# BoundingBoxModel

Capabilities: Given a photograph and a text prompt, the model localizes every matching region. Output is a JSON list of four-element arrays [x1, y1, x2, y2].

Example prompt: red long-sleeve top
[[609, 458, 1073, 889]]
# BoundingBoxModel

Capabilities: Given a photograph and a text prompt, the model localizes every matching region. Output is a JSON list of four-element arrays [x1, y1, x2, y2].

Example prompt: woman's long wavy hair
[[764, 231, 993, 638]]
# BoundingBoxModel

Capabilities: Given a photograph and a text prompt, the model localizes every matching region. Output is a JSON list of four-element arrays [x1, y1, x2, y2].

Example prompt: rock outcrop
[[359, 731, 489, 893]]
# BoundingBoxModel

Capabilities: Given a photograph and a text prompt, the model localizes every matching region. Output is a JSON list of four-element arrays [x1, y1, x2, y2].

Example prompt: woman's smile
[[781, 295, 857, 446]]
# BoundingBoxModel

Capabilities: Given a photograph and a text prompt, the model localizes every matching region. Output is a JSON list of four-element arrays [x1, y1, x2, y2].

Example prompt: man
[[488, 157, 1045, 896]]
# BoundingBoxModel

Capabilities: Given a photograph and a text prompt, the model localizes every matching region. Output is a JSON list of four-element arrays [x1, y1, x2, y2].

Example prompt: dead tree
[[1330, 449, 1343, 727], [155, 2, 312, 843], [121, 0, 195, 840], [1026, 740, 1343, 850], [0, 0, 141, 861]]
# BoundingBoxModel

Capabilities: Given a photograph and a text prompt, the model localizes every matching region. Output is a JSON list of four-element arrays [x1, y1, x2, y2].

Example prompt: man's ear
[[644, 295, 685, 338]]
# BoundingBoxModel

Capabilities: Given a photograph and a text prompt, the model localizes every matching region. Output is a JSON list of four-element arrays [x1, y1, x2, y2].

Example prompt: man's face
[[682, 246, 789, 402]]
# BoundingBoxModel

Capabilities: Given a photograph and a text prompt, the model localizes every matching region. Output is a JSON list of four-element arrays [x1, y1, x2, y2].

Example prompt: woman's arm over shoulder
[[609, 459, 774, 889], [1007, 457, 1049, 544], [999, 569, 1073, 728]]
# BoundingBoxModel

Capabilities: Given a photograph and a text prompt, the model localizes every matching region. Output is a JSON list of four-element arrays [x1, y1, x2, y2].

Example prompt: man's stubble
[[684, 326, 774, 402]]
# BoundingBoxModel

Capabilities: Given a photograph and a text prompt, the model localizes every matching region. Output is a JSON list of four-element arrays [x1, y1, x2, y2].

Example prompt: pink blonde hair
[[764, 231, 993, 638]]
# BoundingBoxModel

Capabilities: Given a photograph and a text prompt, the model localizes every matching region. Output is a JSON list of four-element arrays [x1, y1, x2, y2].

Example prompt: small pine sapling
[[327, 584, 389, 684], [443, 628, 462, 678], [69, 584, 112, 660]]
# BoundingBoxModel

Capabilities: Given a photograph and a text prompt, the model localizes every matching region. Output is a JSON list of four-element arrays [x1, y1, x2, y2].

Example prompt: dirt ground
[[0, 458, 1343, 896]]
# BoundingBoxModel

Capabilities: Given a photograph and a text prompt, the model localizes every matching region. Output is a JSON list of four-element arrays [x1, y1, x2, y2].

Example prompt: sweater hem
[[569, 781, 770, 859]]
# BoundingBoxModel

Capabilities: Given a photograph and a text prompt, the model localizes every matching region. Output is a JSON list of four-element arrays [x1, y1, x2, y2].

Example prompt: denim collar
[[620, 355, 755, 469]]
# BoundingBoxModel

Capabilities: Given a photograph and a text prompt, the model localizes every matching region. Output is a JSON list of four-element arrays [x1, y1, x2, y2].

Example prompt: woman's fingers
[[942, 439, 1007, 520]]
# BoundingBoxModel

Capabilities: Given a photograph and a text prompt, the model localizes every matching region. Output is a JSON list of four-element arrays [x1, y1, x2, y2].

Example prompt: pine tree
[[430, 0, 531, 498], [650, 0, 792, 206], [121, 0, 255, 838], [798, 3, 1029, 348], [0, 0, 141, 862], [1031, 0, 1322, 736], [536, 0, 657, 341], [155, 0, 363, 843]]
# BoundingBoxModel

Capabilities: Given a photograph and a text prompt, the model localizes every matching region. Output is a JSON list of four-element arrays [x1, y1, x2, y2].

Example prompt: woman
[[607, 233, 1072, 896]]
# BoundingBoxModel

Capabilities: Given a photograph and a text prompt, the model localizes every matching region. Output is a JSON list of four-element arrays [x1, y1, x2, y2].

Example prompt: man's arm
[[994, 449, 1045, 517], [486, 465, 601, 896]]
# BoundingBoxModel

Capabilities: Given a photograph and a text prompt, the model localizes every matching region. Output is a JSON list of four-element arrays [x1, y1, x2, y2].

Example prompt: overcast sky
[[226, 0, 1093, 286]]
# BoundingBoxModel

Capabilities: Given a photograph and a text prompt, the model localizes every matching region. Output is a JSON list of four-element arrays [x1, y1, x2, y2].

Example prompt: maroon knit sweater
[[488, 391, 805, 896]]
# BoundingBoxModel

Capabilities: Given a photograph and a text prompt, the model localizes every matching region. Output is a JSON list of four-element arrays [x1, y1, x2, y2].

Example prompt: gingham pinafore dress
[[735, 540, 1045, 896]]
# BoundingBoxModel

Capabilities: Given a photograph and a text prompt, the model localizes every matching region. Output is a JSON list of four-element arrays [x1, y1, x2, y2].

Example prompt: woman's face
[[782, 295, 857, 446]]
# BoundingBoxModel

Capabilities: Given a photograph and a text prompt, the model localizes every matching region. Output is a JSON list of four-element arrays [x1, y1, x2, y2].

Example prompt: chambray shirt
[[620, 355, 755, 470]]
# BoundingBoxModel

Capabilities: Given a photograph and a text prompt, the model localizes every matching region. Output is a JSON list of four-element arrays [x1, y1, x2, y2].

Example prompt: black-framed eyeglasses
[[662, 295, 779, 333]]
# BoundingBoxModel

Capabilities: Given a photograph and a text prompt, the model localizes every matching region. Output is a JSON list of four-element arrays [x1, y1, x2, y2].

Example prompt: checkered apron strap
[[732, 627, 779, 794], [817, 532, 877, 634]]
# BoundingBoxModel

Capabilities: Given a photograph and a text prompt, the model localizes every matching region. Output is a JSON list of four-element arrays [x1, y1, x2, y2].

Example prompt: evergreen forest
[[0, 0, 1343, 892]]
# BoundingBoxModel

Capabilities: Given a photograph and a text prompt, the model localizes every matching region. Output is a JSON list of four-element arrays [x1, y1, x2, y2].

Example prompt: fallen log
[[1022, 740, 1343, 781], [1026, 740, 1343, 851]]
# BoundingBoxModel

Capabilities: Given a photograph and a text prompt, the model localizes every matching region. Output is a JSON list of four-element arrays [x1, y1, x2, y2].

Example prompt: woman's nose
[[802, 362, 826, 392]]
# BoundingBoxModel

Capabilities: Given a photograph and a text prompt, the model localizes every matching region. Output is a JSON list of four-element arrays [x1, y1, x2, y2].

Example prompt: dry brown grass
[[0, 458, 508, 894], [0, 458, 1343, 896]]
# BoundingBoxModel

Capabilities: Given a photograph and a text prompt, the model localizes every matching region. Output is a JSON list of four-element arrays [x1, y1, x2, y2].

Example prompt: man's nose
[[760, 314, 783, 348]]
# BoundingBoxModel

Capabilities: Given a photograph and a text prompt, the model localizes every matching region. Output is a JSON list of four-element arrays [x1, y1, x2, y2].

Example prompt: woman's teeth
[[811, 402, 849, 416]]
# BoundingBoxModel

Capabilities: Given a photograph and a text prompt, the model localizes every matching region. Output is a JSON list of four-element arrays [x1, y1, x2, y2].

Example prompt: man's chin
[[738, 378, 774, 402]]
================
Please copy all of the items above word for word, each line as it appears.

OUTPUT:
# BoundingBoxModel

Capabilities: Given a photograph and a text prompt, the model localizes every matching region. Output is a JSON list of four-element arrays [x1, y1, x2, y2].

Example prompt: red long-sleeve top
[[609, 458, 1073, 889]]
# BoundingBoxModel

Capabilities: Given a photograph and a text prompt, the model localizes every matching region. Output is a JSON list of four-element arrays [x1, y1, x2, y2].

Example prompt: woman's long wavy hair
[[764, 231, 993, 638]]
# BoundingBoxModel

Capabilities: Given a photograph and a text prompt, the model localizes every matching region. Output is a JSON list of four-element arrays [x1, y1, x2, y2].

Example prompt: rock outcrop
[[359, 731, 489, 893]]
# BoundingBoxModel

Capabilities: Given a photograph and a text prompt, the model localizes every matching region. Output is a JSON list of four-element arrays [x1, y1, x2, y2].

Example prompt: woman's smile
[[781, 295, 857, 446]]
# BoundingBoxModel

Capabilities: Given a photograph and a text prompt, the model localizes every matching region. Output is a JSON list of four-element arrays [x1, y1, x2, y2].

Example prompt: man
[[488, 157, 1045, 896]]
# BoundingBoxModel

Capabilities: Given a photograph and a text prompt, the model localizes every matching region. Output is a JSON list of four-element arrays [x1, y1, x2, y2].

Example prompt: dead tree
[[1330, 449, 1343, 727], [155, 2, 312, 843], [121, 0, 195, 840], [1026, 740, 1343, 850], [0, 0, 141, 861]]
# BoundingBoxModel

Capabilities: Given a photograph and a text prompt, the model localizes every matching region. Output is a JSON list of four-element arrays [x1, y1, x2, y2].

Example prompt: man's ear
[[644, 295, 685, 338]]
# BoundingBoxModel

Capabilities: Given a photograph and a text prompt, the model localizes every matching region. Output is a JSON list of four-element arrays [x1, y1, x2, y2].

Example prompt: man's face
[[682, 246, 789, 402]]
# BoundingBoxModel

Capabilities: Given a photograph and a text prompt, the model localizes every matching region. Output is a JSON list of four-element arrays [x1, y1, x2, y2].

Example prompt: woman's arm over shoulder
[[609, 459, 774, 889], [1007, 457, 1049, 544], [999, 569, 1073, 728]]
# BoundingBoxModel

Capabilities: Given a photograph and a text prompt, the model localizes every matching region. Output is a JSON list of four-element arrays [x1, y1, x2, y2].

Example prompt: man's stubble
[[684, 326, 774, 402]]
# BoundingBoxModel

Capabilities: Given a photograph and a text prompt, the model localizes every matching region. Output is a JSON list of four-element arrays [x1, y1, x2, y2].

Example prompt: pink blonde hair
[[764, 231, 993, 638]]
# BoundingBoxModel

Capabilities: Given a photograph and a text prompt, the model localizes every matching region. Output is a JSON list of four-element arrays [x1, y1, x2, y2].

Example prompt: small pine sapling
[[327, 584, 389, 684], [443, 628, 462, 678], [69, 584, 112, 660]]
# BoundingBoxModel

Capabilities: Given a photograph and a text prompt, the model localizes every matching region. Output is a JSON list of four-element arrays [x1, y1, x2, y2].

Example prompt: dirt ground
[[0, 458, 1343, 896]]
# BoundingBoxModel

Capabilities: Given a photograph and a text prompt, the model localizes every matching region. Output is a JSON list of four-element arrays [x1, y1, x2, y2].

Example prompt: sweater hem
[[569, 781, 770, 859]]
# BoundingBoxModel

Capabilities: Given a photograph and a text prompt, the model localizes every matching region. Output is a JSON list of four-element arrays [x1, y1, x2, y2].

Example prompt: denim collar
[[620, 355, 755, 469]]
# BoundingBoxModel

Capabilities: Given a photograph and a text prompt, the model localizes every matching region. Output is a JSON list of four-element arrays [x1, y1, x2, y2].

Example prompt: woman's fingers
[[942, 439, 1007, 520]]
# BoundingBoxModel

Capabilities: Given a photograph and a text prompt, the model localizes every matching region. Output is a JSON list of four-element arrays [x1, y1, x2, y2].

Example prompt: pine tree
[[430, 0, 531, 498], [650, 0, 792, 206], [121, 0, 255, 838], [798, 3, 1029, 348], [0, 0, 141, 862], [1031, 0, 1322, 736], [536, 0, 657, 341], [155, 0, 363, 843]]
# BoundingBoxModel

Capabilities: Given a photograph and a text prompt, the model localizes every matching region. Output is a JSON list of four-element arrays [x1, y1, x2, y2].

Example prompt: woman
[[607, 233, 1072, 896]]
# BoundingBoxModel

Capabilities: Given a photograph and a text prompt, the model localizes every matching region. Output is a JSON list of four-element arrays [x1, y1, x2, y2].

Example prompt: man's arm
[[994, 449, 1045, 517], [486, 465, 601, 896]]
# BoundingBoxModel

Capabilities: Given a photograph and a text prompt, the model localizes every matching region. Output is a JSON list of four-element arrays [x1, y1, x2, y2].

Example prompt: overcast sky
[[226, 0, 1093, 286]]
# BoundingBoxModel

Capabilities: Given a photograph and a text prompt, the model localizes every matching region. Output is a JSON list of four-element arrays [x1, y1, x2, y2].

Example prompt: maroon knit sweater
[[488, 391, 805, 896]]
# BoundingBoxModel

Capabilities: Given a photograph and a text prompt, the model localizes every matching region. Output is a JSON list of four-element arrays [x1, y1, x2, y2].

Example prompt: gingham pinafore dress
[[735, 540, 1045, 896]]
# BoundingBoxModel

Capabilities: Given a photograph and a text prompt, the model localizes every matching region. Output is a JSON list of four-element arrays [x1, y1, x2, y2].

Example prompt: woman's face
[[782, 295, 857, 446]]
# BoundingBoxModel

Capabilities: Given a photograph and a text prompt, the model localizes every matching region. Output is a JSON list of four-element arrays [x1, y1, x2, y2].

Example prompt: chambray shirt
[[620, 355, 755, 470]]
# BoundingBoxModel

Capabilities: Given a photograph and a text prompt, the model localizes every matching region. Output is a JSON list of four-element arrays [x1, y1, x2, y2].

Example prompt: black-framed eyeglasses
[[662, 295, 779, 333]]
# BoundingBoxModel

Capabilities: Given a photograph and a text prompt, the model localizes every matching region. Output is a JSON list of four-element arrays [x1, y1, x2, y2].

Example prompt: checkered apron strap
[[732, 627, 779, 794], [817, 532, 877, 634]]
# BoundingBoxModel

Capabilities: Given a photograph and a text prompt, the model localizes every matching region. Output is a JSON list of four-element arrays [x1, y1, x2, y2].

Example prompt: evergreen forest
[[0, 0, 1343, 892]]
# BoundingBoxModel

Capabilities: Given a photograph and a text prompt, the model localizes every matching region. Output is a JSON list of four-element arrays [x1, y1, x2, y2].

Example prompt: fallen log
[[1022, 740, 1343, 781], [1026, 740, 1343, 851]]
# BoundingBoxModel

Capabilities: Given a photograph and a text prompt, the model localizes every matching region. Output is a JSON list of four-element arrays [x1, y1, x2, y2].

Example prompt: woman's nose
[[802, 362, 826, 392]]
# BoundingBoxModel

Capabilities: Given a photograph and a text prompt, the model localizes every matching region. Output is a JSON list of four-element arrays [x1, y1, x2, y2].

Example prompt: dry brown grass
[[0, 458, 508, 894], [0, 458, 1343, 896]]
# BoundingBoxModel

Capabilities: Given a photograph and a text prompt, the model localizes every matching region. Output is a JSON list of four-element arrays [x1, y1, x2, y2].

Example prompt: man's nose
[[760, 314, 783, 348]]
# BoundingBoxModel

Capabilities: Given a photograph and a text prompt, the model localizes every matching region. Output is a JSON list of four-element arrays [x1, y1, x2, y2].

Example prompt: woman's teeth
[[811, 402, 849, 416]]
# BoundingBoxModel

Capabilities: Given a photograph and a text prompt, the model localizes every matching region. Output is a JSON list of four-element arrays [x1, y1, x2, y2].

Example prompt: man's chin
[[738, 378, 774, 402]]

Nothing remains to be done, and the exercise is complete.